WORK TO DO -
Transcribe the entries below exactly as they appear, starting at the line that contains "Pass this photo to locate to point out the black shorts." and ending after the line that contains "x=147, y=168".
----------
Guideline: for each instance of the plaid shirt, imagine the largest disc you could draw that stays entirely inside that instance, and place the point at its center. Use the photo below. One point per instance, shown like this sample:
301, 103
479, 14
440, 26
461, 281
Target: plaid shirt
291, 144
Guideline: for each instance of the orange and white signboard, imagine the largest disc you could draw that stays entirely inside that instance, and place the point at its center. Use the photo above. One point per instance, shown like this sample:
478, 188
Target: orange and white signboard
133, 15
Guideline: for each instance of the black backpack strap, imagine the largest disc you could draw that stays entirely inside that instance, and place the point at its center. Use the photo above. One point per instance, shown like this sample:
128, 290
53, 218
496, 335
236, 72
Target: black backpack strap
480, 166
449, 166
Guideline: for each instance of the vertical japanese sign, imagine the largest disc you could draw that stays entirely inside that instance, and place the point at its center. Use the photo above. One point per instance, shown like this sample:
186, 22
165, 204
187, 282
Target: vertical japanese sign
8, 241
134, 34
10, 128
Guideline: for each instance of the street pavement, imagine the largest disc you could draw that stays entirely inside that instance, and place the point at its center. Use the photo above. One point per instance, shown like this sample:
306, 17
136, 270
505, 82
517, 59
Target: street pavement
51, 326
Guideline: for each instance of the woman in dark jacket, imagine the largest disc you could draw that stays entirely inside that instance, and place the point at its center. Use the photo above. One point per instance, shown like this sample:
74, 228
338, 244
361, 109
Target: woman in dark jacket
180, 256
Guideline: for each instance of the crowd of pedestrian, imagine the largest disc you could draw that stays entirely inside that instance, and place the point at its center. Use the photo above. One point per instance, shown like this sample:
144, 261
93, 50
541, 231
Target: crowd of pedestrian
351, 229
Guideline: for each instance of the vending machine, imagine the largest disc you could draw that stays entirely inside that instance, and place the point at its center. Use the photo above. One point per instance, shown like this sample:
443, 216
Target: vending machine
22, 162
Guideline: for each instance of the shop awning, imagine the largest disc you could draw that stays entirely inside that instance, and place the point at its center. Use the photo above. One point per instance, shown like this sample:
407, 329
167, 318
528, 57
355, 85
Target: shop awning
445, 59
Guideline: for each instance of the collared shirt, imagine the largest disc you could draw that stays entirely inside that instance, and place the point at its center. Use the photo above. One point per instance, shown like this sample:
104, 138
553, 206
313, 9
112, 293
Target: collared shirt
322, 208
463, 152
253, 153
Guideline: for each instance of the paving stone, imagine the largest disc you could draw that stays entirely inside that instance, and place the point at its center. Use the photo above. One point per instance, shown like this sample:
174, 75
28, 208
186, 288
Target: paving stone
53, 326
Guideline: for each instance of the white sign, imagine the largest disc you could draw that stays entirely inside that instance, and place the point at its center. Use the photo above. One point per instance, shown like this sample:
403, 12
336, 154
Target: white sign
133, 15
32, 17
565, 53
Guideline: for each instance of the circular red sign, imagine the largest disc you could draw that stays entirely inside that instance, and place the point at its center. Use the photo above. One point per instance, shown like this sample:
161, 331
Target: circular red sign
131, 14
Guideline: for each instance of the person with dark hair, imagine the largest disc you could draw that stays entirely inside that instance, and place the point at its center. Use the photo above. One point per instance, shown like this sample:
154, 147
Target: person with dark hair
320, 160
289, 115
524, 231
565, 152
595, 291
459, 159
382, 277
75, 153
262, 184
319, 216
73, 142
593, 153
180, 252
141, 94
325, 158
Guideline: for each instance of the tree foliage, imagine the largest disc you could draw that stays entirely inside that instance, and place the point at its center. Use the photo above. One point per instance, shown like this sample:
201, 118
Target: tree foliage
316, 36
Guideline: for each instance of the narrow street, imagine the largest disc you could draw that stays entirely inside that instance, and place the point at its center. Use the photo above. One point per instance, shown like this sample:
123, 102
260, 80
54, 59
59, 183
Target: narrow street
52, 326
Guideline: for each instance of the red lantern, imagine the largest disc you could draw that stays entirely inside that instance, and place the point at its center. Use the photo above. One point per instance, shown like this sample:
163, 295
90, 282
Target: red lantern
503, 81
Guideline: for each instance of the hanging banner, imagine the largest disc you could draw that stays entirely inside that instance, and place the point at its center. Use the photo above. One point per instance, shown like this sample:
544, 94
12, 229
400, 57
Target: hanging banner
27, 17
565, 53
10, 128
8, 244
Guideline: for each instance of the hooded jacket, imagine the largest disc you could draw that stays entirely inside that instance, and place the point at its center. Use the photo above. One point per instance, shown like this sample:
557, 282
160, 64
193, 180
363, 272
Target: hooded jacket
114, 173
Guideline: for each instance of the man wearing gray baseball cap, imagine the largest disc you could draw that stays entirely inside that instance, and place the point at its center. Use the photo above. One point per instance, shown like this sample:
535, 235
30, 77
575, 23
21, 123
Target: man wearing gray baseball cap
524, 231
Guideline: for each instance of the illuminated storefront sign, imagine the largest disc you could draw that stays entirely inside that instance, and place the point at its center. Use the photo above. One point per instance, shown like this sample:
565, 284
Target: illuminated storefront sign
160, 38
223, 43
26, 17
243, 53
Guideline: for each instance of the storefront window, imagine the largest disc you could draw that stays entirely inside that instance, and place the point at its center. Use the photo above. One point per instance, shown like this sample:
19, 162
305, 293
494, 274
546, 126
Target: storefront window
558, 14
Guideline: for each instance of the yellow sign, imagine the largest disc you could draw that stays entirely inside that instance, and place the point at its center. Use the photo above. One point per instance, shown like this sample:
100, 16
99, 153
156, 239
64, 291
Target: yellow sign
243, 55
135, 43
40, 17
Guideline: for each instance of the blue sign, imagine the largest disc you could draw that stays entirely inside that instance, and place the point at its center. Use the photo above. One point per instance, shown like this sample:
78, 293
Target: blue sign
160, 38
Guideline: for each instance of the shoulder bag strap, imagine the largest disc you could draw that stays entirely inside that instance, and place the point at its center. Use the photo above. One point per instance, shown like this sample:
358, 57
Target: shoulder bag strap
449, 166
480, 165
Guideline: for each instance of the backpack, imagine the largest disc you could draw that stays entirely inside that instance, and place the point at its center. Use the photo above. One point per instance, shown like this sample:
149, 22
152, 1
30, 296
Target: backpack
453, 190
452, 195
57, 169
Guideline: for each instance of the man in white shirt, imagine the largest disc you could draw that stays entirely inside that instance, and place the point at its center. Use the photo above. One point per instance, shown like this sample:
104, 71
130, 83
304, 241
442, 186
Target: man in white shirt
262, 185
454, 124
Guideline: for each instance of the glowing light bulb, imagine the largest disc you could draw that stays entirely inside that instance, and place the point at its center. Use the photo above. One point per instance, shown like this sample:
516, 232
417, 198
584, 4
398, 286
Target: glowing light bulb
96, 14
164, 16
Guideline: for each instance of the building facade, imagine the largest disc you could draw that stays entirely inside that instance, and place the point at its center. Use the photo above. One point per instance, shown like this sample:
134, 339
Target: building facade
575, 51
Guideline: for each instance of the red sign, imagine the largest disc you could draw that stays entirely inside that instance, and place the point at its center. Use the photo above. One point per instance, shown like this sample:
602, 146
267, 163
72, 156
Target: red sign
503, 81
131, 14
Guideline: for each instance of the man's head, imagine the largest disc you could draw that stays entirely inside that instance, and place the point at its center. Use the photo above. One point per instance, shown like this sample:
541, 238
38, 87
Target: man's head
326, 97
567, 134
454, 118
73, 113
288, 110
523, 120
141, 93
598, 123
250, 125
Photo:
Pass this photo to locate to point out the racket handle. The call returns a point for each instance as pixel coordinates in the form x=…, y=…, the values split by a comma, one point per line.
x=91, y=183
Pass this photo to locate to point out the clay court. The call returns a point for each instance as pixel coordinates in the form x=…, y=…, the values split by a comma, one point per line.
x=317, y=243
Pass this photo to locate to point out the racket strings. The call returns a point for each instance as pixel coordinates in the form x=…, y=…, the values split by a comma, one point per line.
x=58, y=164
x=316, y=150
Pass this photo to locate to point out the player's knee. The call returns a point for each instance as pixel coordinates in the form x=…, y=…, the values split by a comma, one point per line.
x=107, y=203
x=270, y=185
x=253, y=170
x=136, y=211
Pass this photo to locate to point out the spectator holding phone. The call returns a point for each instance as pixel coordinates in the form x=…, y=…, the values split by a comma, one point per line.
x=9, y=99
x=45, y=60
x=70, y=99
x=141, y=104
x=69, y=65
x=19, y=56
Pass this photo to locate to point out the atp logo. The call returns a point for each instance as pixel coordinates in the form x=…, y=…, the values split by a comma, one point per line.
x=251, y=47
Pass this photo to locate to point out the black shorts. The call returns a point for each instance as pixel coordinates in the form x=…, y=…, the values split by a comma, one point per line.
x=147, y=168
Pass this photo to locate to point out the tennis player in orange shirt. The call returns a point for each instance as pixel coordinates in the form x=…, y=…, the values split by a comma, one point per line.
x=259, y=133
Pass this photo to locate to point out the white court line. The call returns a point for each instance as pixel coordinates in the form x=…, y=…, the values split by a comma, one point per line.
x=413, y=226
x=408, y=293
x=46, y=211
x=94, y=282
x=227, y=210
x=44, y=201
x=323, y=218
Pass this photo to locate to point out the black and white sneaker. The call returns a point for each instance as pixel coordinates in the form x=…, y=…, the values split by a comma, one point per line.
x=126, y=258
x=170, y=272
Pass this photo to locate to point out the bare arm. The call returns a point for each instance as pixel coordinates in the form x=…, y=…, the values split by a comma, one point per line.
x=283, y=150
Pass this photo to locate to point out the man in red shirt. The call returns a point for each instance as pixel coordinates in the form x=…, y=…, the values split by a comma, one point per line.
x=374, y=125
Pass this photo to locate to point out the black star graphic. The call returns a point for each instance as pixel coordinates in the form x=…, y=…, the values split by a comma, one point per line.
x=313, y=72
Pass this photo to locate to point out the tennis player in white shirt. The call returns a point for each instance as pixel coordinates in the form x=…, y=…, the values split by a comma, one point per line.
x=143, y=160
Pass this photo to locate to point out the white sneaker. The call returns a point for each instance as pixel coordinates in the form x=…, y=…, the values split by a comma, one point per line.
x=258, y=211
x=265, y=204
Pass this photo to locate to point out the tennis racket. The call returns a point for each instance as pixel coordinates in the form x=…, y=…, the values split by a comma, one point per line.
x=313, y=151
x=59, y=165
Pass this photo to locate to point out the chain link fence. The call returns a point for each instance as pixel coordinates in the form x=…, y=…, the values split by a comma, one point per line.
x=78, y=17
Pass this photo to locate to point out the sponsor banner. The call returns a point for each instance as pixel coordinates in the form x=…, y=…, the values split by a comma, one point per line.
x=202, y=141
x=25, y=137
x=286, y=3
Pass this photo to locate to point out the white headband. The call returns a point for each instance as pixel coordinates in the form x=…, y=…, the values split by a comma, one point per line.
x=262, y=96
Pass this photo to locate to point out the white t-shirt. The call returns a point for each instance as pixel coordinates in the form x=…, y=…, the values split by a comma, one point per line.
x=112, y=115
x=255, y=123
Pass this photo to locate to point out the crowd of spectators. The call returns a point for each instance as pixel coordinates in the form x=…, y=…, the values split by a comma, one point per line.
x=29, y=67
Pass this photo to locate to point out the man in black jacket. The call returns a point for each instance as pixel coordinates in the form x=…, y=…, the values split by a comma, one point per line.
----------
PROBLEM SOLUTION -
Pass this photo to locate to point out the black shorts. The call returns a point for each instance as pixel coordinates in the form x=…, y=…, the values split by a comma, one point per line.
x=147, y=168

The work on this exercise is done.